==== AUSGANGSTEXT ====

ARP kann man bestimmt irgendwie abschalten, das willst du aber nicht  :Smile: 

(ARP übersetzt IP adressen in physikalische MAC adressen)

mit rc-status kannst du dir die laufenden initskrpte anzeigen lassen.

ausßerdem reagiert jedes skript auf das "status" argument

----------

## uhai

dmesg meint eth0 wäre down - Meldung kommt von tg3...

Habe ich das falsche Modul übersetzt?

Ausserdem sucht eth0 einen IPv6 - Router...

Kann das das Problem sein?

uhai

----------

## Christian99

welches modul du brauchst weiß ich nicht, rausfinden kannst du das hier.

link down ist aber an und für sich nix schlimmes, das heißt nur, dass es keine verbindung gibt.

kannst du mal die ausgabe von "dmesg|grep -C2 eth" posten?

----------

## uhai

Da der betroffene Rechner nicht im Netz ist, kann ich die Ausgaben nicht direkt posten.

Die einzige Fehler Meldung in dmesg schient der fehlende IPv6-Router zu sein. tg3 erkennt die Karte richtig und eth0 meldet mehrfach Link is up bzw. Link is down...

====

▶ **ÜBUNGSAUFGABE**:
Führe den Forenverlauf zum eth0-Problem nach seinem letzten Satz fort.

==== GESPEICHERTE DATEN ====

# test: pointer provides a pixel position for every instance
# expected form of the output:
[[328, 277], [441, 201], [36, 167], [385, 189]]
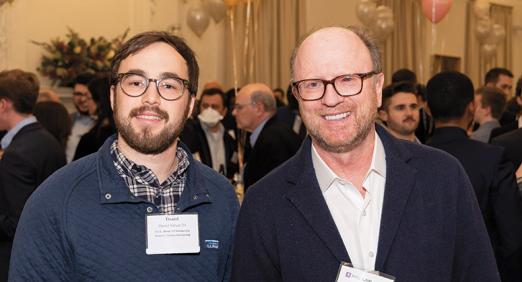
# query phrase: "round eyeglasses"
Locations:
[[135, 85], [345, 85]]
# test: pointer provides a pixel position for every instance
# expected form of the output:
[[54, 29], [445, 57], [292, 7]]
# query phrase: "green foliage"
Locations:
[[64, 59]]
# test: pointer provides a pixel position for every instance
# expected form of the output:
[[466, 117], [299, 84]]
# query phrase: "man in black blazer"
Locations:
[[207, 129], [512, 142], [355, 194], [271, 142], [450, 98], [30, 155]]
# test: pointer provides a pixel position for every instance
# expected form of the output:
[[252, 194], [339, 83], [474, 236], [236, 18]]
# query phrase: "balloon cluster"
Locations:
[[488, 33], [198, 17], [379, 19]]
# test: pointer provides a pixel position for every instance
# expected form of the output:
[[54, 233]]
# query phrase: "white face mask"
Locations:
[[210, 117]]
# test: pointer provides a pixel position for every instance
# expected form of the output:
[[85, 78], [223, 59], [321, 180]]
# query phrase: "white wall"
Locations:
[[41, 20]]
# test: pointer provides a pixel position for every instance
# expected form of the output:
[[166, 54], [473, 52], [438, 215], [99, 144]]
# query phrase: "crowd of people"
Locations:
[[343, 176]]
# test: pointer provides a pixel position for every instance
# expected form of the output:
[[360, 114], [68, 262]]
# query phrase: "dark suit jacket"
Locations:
[[194, 137], [32, 156], [275, 144], [493, 179], [431, 228], [503, 129], [512, 142]]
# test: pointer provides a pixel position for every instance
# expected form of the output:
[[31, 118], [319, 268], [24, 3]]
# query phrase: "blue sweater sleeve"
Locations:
[[40, 250]]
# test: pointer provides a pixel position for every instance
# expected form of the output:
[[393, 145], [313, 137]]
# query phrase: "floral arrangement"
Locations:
[[66, 59]]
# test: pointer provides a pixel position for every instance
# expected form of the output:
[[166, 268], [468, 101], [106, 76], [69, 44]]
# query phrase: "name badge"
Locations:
[[349, 274], [172, 234]]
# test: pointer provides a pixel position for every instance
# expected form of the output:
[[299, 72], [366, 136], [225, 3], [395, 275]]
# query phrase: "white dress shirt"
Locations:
[[357, 218]]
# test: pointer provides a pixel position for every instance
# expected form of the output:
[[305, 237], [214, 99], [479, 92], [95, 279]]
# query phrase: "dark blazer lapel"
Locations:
[[304, 193], [400, 179]]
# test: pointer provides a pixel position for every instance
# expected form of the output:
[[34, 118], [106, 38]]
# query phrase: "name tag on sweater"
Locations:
[[172, 234], [349, 274]]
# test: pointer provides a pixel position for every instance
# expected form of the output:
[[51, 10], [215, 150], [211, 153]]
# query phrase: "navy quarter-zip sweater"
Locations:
[[83, 224]]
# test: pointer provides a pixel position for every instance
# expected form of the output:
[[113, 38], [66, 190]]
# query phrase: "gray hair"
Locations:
[[362, 32]]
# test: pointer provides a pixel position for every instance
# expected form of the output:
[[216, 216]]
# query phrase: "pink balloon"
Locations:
[[435, 10]]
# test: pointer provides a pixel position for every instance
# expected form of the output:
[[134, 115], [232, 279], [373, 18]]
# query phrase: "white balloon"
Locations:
[[498, 33], [481, 9], [483, 30], [216, 9], [198, 20]]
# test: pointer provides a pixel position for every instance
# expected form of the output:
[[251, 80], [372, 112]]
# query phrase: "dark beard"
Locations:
[[145, 142]]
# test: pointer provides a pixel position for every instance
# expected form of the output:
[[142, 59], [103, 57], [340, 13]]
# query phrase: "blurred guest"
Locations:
[[48, 95], [104, 127], [489, 105], [500, 78], [30, 155], [279, 94], [290, 116], [83, 119], [272, 142], [400, 110], [54, 117], [451, 101], [207, 138]]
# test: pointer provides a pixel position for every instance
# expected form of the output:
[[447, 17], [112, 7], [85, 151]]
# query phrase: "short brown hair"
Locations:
[[494, 98], [143, 40], [361, 32]]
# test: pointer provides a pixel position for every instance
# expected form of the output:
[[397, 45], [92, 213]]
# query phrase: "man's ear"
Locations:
[[191, 104], [112, 96], [383, 115]]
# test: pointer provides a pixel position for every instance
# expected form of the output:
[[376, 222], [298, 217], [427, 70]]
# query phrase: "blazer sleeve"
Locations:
[[473, 258], [18, 181], [507, 208], [254, 257]]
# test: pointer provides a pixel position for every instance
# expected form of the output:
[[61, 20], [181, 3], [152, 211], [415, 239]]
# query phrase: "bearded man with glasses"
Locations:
[[141, 208], [354, 200]]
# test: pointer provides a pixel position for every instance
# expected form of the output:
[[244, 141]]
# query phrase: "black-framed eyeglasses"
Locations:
[[135, 85], [345, 85], [239, 107]]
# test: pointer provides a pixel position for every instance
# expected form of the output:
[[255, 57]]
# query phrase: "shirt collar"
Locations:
[[8, 137], [326, 176], [255, 134]]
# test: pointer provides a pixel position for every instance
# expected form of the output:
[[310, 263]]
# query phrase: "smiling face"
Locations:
[[148, 123], [336, 123]]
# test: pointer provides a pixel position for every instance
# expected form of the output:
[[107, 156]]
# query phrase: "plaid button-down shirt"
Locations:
[[143, 183]]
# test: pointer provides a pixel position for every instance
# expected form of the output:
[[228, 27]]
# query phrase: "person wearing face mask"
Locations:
[[207, 138]]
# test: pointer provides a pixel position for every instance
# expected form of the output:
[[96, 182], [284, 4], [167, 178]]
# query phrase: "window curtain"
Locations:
[[476, 65], [262, 35], [405, 47]]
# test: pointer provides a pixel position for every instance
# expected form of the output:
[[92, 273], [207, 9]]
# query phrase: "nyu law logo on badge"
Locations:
[[212, 244]]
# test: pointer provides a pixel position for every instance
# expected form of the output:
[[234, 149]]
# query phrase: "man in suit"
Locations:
[[354, 194], [207, 138], [451, 101], [400, 110], [83, 119], [511, 141], [30, 155], [489, 104], [272, 142]]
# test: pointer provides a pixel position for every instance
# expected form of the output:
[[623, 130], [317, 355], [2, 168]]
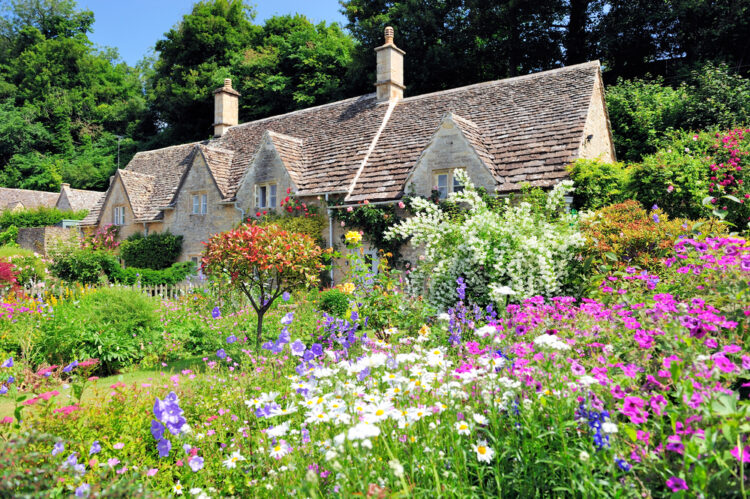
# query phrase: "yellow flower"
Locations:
[[353, 237]]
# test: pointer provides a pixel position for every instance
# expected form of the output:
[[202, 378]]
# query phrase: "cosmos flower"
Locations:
[[484, 452], [233, 459]]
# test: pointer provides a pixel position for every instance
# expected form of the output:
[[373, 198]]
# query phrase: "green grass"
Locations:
[[101, 385]]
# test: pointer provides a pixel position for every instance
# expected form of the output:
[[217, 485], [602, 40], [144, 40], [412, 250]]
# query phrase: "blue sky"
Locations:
[[134, 26]]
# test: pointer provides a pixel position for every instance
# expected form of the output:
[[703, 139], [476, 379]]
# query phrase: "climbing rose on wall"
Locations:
[[263, 262]]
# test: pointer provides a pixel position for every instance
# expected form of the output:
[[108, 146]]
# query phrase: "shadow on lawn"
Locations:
[[99, 386]]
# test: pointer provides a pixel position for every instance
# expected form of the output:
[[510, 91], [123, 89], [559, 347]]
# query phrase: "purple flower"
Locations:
[[95, 448], [298, 348], [196, 463], [70, 366], [676, 484], [157, 430], [58, 448], [317, 349], [83, 490], [164, 446], [288, 318]]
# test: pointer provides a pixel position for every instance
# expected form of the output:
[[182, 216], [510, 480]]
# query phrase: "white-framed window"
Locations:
[[446, 182], [265, 195], [118, 215], [200, 204]]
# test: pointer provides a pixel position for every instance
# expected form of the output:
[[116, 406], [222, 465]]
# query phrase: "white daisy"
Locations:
[[484, 452]]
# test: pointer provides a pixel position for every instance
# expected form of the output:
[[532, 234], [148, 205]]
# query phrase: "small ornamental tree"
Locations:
[[263, 262]]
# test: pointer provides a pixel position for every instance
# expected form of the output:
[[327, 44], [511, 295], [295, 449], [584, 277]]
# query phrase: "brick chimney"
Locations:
[[390, 72], [226, 108]]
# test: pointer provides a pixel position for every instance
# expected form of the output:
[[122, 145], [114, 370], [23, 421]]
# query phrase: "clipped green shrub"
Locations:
[[334, 302], [38, 217], [155, 251], [82, 265], [148, 277], [29, 266], [625, 235], [9, 236], [118, 326], [598, 184]]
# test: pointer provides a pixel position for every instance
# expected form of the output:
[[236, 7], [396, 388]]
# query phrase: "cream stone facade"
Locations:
[[195, 226], [375, 148]]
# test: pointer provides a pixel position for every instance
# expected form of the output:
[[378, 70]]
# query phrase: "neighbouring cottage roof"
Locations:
[[525, 129], [79, 199], [24, 198]]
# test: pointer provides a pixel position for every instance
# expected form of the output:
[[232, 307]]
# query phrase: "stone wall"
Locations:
[[42, 239], [196, 228], [596, 142], [448, 150], [118, 197]]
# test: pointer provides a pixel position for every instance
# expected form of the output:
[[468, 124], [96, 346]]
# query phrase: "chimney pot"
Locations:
[[388, 35], [226, 108], [390, 70]]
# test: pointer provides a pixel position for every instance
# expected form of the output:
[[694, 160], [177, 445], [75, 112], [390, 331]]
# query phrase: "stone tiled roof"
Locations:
[[531, 125], [80, 199], [11, 198], [525, 129], [219, 162]]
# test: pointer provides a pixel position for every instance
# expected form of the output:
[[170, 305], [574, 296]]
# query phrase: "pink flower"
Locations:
[[675, 484], [745, 457], [633, 408]]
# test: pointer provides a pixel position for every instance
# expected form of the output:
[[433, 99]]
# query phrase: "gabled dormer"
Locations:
[[277, 168], [456, 144]]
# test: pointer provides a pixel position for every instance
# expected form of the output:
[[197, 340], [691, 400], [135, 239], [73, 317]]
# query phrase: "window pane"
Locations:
[[442, 185], [457, 186]]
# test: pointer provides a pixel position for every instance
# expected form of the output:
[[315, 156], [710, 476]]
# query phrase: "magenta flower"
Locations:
[[676, 484], [745, 456]]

====

▶ **ANTWORT**:
Flow Control is on for TX/RX

EEE enabled (was auch immer das ist...)

uhai

----------

## vitalogy

hey huai,

* du benutzt einen selbst erstellten kernel oder mittels genkernel erstellt?

* Unterstützung von IPv4 ist mitkompiliert?

grüsse

----------

## Christian99

Unterstützung von IP4 muss eigentlich vorhanden sein, sonst würde er ja gar keine zeroconfig Adresse bekommen können.

Aber so langsam weiß ich auch nicht weiter...

Ich würde als nächstes mal folgendes vorschlagen:

dhcpcd und net.eth0 aus allen runleveln entfernen

/etc/conf.d/net: alles mit eth0 auskommentieren (auch default route, sollte er eigentlich selber setzen)

und dann mal neu starten.

nach dem neustart:

"/etc/init.d/net.eth0 status" schauen ob das läuft, wenn nein:

  "/etc/init.d/net.eth0 start"

danach:

ifconfig eth0

schauen ob adresse da

bei unterwegs schon auftretenden fehlern auch jeweils das ende von dmesg anschaun.

Wäre trotzdem gut, wenn du fehler/dmesg irgendwie posten könntest (usb-stick?)

----------

## boospy

Hab das selbe auf 2 meiner Rechner nach nem Kernelupgrade. Beide HPserver, beide die gleiche Netzwerkkarte. Gleiche Fehlermeldung wie du. Mit dem Kernel 3.4.5-hardened funktioniert es. Mit dem Kernel 3.5.4-r1 nicht mehr. Hatte hierfür noch keine Lösung. Vielleicht ist es ja das gleiche Problem...

lg

boospy

----------

## uhai

Hallo zusammen,

ich war ein paar Tage unterwegs und konnte hier nicht weitermachen..

Jetzt habe ich die runlevel von dhcpcd und net.eth0 befreit, rebootet und net.eth0 manuell gestartet.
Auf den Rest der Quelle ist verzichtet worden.